Welcome to my food blog Any Tom Yum , Spotted Dick or Haricot Bean...My name is Harriet Jenkins and I work for AB World Foods, a company passionate about flavour and World cuisines. This blog will give you a taster of the sorts of things that i get up to in search of foodie perfection across the globe...

Monday, 24 May 2010

Sichuan vs Hunan; Clash of the Titans

Sichuan and Hunan cuisines are one half of China’s big four; the others being Yue (Cantonese) and Shandong (Beijing). I would say the better half (!) but then I am biased. After eating both of these cuisines two nights in a row, I find it difficult to decide which is the most special – I mean both are pretty fantastic!

--------------------

## [What you need to do]
A - In the food blog post, which two cuisines complete China's big four alongside Sichuan and Hunan?
B - Extract everything in the food blog post from "Welcome to my" down to "across the globe...".
C - Write what comes next in the food blog post comparing Sichuan and Hunan cuisines, picking up after its final sentence.
The listing after this sentence isn't needed for any of this.

## [Dataset content]
--------------------

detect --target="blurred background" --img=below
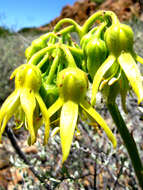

--------------------

## [Outputs in order]
A - Yue (Cantonese) and Shandong (Beijing).

B -
Welcome to my food blog Any Tom Yum , Spotted Dick or Haricot Bean...My name is Harriet Jenkins and I work for AB World Foods, a company passionate about flavour and World cuisines. This blog will give you a taster of the sorts of things that i get up to in search of foodie perfection across the globe...

C -
Mapo Doufo
Sichuan-style food originates from the West of China in the hills and mountains of Sichuan. The food is quite unique in that it makes use of not only over 20 different cooking techniques (including dry-frying, explode frying etc) but also showcases a flavour sensation known as ‘ma la’ which translated means ‘hot and numbing’. This sensation is created through the use of Sichuan pepper, sometimes called fagara, which is actually a minute husk that is toasted over heat before being ground to a fine powder and sprinkled over many Sichuanese dishes. The flavour is zesty lemon, and the sensation is difficult to describe – I liken it to a cross between Bongela and the gush of your tastebuds when your mouth starts to water…It also makes grand use of the dried Sichuan chilli – both small that are left whole and large that are sliced up into pieces. The idea is not to eat the chillies, they are just there to impart flavour during the cooking process and to make the dish look attractive when presented. Only fools eat them when they reach the table!
Watch the Chinese gingerly pick around them.

Dry-fried Chicken
We ate dry-fried chicken prepared in just this way, mapo doufu (Mother Chen’s Pockmarked Beancurd) cooked in spicy Sichuan chilli oil and yellow bean paste with a touch of minced beef. There was also stewed pork belly served on top of Sichuan preserved vegetables that tasted of cooked and sautéed chard, and steamed asparagus. The first two dishes demonstrated the technique of ‘ma la’ perfectly, whilst the others showed me what other marvellous things Sichuan had to offer.
Belly pork with wheat dumpling breads
In contrast Hunan food shares the similarity of cooking with chillies, but instead of being dried, they are crisp and fresh and used in an entirely different way.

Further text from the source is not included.